> Exercise prompt
Convert the entries from the line with "Scan the provided UI screenshot for the utility" to the line with "[1025,483,1033,595]" into a two-column CSV headed instruction and bounding_box, one row per entry with its text under instruction and its answer under bounding_box, each in a single quoted field with line breaks replaced by spaces. Leave the pictures out.

> Data entries
===

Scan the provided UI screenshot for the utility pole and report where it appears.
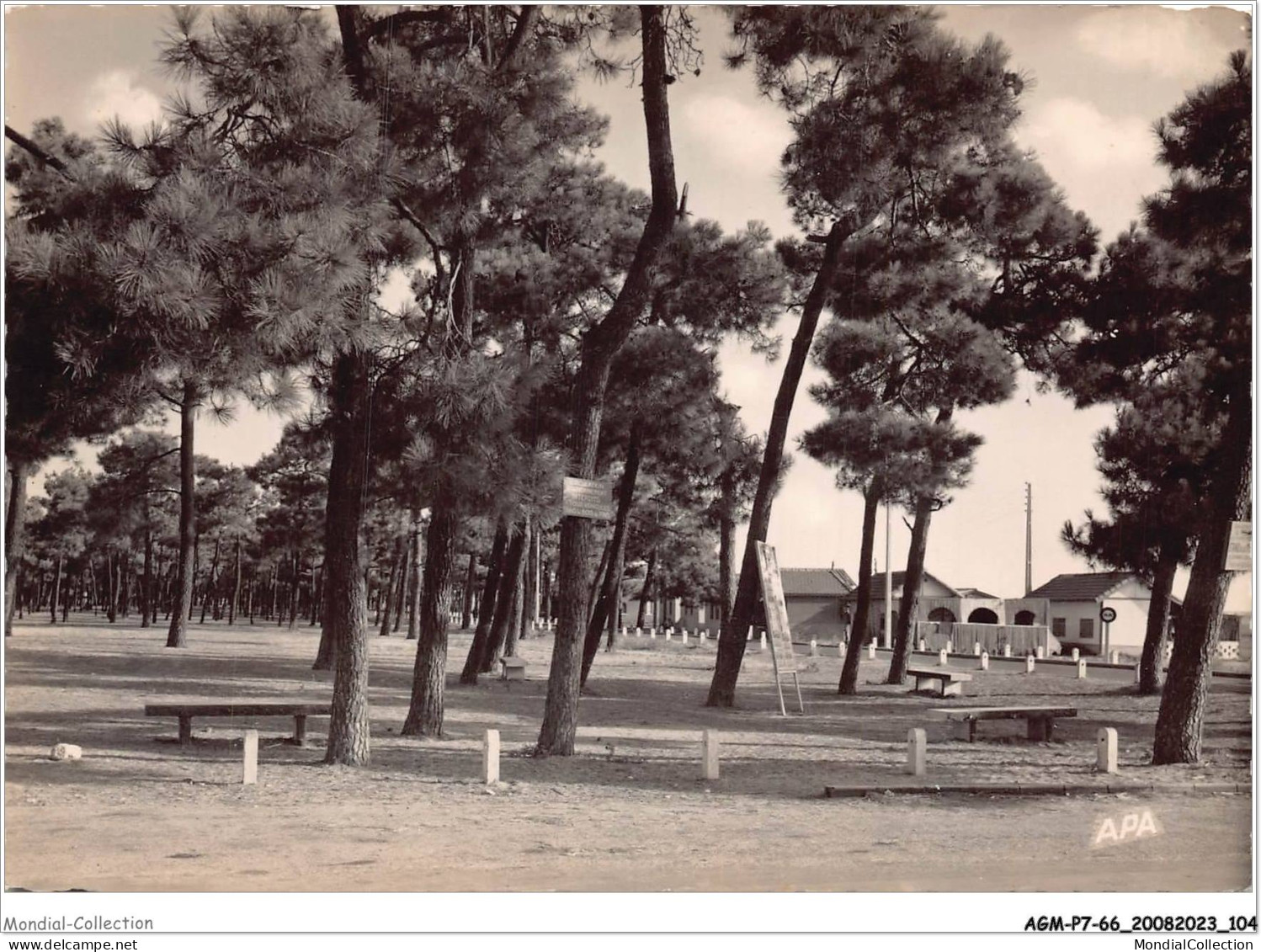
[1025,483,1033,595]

===

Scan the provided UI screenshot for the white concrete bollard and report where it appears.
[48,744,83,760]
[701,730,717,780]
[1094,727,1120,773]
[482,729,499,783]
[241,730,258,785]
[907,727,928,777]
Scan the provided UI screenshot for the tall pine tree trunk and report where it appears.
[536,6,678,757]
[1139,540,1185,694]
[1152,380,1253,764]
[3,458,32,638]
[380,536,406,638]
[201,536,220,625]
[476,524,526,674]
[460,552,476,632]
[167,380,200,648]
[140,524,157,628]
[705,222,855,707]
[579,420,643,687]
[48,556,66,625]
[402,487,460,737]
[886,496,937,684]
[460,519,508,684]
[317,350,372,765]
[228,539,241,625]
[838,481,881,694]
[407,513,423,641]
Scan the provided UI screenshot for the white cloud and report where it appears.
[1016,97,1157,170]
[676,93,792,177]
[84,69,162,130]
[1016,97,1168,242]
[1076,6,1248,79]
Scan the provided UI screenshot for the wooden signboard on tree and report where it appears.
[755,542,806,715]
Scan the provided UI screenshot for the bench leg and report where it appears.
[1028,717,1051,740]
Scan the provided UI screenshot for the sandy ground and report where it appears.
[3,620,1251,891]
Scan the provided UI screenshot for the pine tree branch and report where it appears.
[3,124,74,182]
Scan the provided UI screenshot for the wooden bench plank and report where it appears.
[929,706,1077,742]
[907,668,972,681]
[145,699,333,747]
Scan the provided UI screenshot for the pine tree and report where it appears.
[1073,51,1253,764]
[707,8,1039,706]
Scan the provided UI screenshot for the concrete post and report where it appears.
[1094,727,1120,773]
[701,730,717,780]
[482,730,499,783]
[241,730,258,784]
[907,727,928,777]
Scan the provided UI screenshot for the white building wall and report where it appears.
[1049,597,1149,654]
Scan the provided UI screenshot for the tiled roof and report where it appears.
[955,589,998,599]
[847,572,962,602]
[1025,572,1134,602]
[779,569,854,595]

===

> Task response
instruction,bounding_box
"Scan the provided UI screenshot for the utility pole and report where it appears.","[1025,483,1033,595]"